* **Work request**: Beginning with the line that has "Target: black and white striped top", reproduce each remaining line of the data exactly, down to and including the last.

* **Available data**:
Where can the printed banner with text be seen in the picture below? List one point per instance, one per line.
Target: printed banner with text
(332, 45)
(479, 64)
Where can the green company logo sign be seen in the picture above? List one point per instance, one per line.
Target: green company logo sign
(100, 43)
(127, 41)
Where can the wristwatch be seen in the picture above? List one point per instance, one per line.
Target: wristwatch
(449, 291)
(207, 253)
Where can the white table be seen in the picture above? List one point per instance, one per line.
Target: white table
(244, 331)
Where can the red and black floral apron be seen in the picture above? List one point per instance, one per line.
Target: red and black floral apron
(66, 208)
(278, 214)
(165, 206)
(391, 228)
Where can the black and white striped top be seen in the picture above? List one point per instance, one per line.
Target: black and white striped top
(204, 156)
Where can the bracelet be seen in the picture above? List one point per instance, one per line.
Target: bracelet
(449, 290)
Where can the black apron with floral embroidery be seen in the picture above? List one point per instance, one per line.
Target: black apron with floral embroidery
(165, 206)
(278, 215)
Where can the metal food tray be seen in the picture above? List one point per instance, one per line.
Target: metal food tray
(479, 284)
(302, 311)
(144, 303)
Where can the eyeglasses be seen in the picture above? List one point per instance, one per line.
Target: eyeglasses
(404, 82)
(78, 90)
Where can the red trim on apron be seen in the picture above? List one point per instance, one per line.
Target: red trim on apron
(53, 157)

* **Result of the exercise**:
Target: black and white striped top
(204, 156)
Where can the bracelet be seen in the picture above? List one point per instance, one per line.
Target: bracelet
(449, 290)
Where can the black apron with floral embroidery be seen in the picture above? List one point per instance, one per line.
Target: black apron with floral embroidery
(165, 206)
(278, 215)
Where can the metal food tray be seen in the picture above? List one point per instance, one per line.
Target: metal food tray
(479, 284)
(302, 311)
(144, 303)
Where can the eyeglasses be seen in the picture above? List one point per instance, one per line.
Target: eyeglasses
(404, 82)
(78, 90)
Where can the red trim on apron be seen in the picture above? List one point per instance, one per line.
Target: red trim on apron
(53, 157)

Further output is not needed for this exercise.